▶ Short problem: In the data below, can you format the stretch from the line containing "locate the white plaster" through the end of the data as a Markdown table with columns Row and Entry, one line per row, skipping blank lines?

▶ Available data:
━━━━━━━━━━━━━━━━━━━━

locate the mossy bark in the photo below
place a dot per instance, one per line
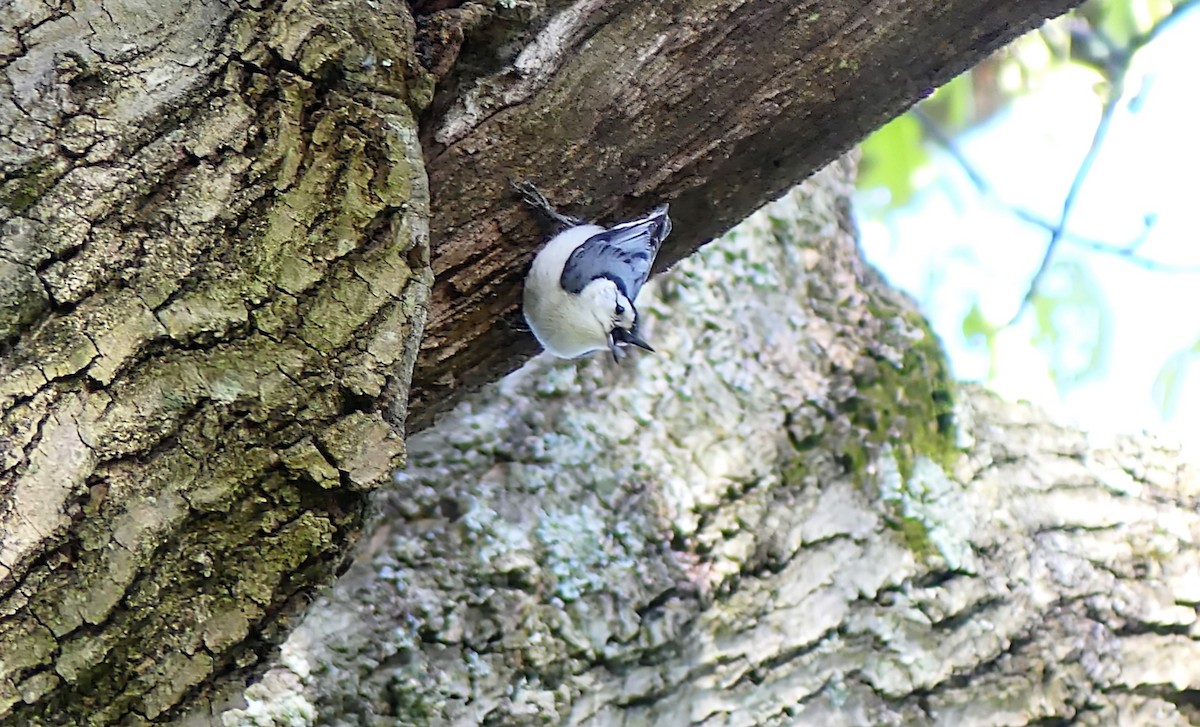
(789, 516)
(215, 260)
(217, 264)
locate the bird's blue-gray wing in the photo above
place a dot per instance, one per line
(623, 254)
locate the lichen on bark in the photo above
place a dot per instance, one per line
(711, 535)
(229, 265)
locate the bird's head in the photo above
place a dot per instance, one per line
(615, 317)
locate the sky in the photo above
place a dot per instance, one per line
(951, 247)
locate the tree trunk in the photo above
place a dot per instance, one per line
(216, 269)
(780, 520)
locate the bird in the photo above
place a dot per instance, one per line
(582, 284)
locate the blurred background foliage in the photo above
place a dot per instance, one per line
(1063, 312)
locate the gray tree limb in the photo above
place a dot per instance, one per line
(778, 521)
(217, 252)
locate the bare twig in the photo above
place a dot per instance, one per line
(1127, 251)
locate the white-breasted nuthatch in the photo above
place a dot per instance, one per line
(582, 284)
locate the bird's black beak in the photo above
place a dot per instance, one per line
(629, 337)
(616, 349)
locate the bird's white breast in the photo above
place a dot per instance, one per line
(563, 323)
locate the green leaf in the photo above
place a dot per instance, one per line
(891, 157)
(1169, 382)
(976, 328)
(1072, 324)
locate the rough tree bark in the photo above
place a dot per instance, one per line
(779, 520)
(216, 269)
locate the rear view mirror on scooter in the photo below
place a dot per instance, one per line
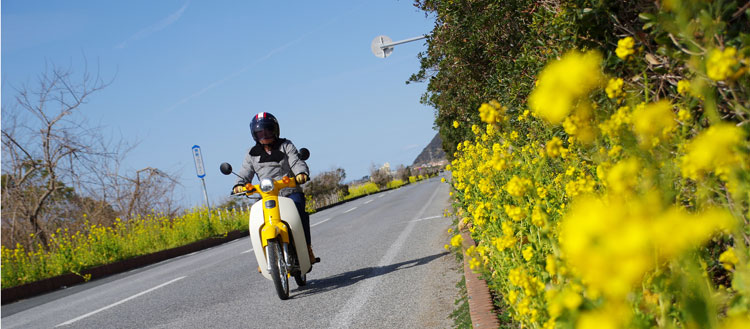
(304, 154)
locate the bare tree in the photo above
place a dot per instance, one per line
(43, 143)
(327, 187)
(380, 176)
(58, 172)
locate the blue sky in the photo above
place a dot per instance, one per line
(195, 72)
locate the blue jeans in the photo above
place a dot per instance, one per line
(299, 201)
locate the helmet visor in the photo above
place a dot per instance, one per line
(263, 133)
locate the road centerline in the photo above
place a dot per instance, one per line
(344, 318)
(118, 303)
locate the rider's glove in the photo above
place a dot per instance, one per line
(301, 178)
(239, 188)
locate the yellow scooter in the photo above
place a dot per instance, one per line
(276, 233)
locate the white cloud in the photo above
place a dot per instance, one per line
(158, 26)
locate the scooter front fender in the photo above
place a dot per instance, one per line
(290, 217)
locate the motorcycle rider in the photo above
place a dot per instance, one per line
(274, 157)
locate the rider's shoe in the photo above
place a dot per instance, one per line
(313, 259)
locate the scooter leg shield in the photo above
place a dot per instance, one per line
(290, 216)
(257, 221)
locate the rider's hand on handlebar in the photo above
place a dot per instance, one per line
(301, 178)
(238, 189)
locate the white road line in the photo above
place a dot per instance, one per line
(426, 218)
(320, 222)
(366, 289)
(118, 303)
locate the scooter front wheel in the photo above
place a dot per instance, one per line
(278, 269)
(301, 279)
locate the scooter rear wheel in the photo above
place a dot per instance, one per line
(278, 269)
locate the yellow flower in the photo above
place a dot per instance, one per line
(517, 186)
(528, 253)
(515, 213)
(683, 87)
(653, 122)
(714, 150)
(551, 266)
(683, 115)
(614, 88)
(474, 263)
(719, 64)
(728, 259)
(554, 148)
(492, 112)
(562, 83)
(625, 47)
(457, 240)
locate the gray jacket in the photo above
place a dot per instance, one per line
(283, 161)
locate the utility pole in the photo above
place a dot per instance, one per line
(382, 46)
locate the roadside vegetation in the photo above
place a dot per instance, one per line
(72, 251)
(600, 156)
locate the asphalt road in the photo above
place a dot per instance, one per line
(383, 266)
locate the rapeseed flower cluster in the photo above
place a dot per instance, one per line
(564, 83)
(625, 47)
(597, 224)
(97, 245)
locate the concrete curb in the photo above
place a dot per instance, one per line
(480, 301)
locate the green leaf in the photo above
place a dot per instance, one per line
(646, 17)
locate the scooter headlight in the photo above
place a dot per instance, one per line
(266, 185)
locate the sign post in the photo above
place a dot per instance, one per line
(198, 157)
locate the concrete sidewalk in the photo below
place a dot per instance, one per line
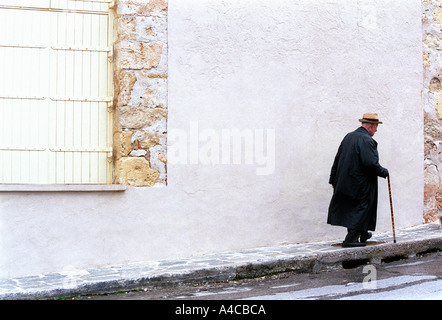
(308, 257)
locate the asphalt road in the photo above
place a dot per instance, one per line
(410, 279)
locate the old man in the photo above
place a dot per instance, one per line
(355, 186)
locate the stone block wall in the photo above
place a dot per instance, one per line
(432, 97)
(140, 80)
(140, 98)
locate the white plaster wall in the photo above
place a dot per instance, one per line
(305, 70)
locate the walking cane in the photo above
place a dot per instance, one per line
(391, 208)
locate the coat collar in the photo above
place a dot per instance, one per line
(364, 131)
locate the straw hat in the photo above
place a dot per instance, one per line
(370, 118)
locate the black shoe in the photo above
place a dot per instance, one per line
(365, 236)
(347, 244)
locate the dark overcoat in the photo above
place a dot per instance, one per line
(355, 186)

━━━━━━━━━━━━━━━━━━━━

▶ The reply:
| Row | Entry |
|---|---|
| 1 | locate the white plaster wall in the photo above |
| 2 | place a dot per instance, one per line |
| 3 | (305, 70) |
| 4 | locate the walking cane in the photo above |
| 5 | place a dot per instance, one per line |
| 6 | (391, 208) |
| 7 | locate the coat collar in the photo above |
| 8 | place a dot per instance, one per line |
| 9 | (364, 131) |
| 10 | locate the straw hat in the photo above |
| 11 | place a dot per instance, one per line |
| 12 | (370, 118) |
| 13 | locate the black shoe in the photo above |
| 14 | place a dot per instance, one per line |
| 15 | (365, 236) |
| 16 | (347, 244) |
| 17 | locate the dark overcoat in the photo above |
| 18 | place a dot per instance, one per line |
| 19 | (355, 186) |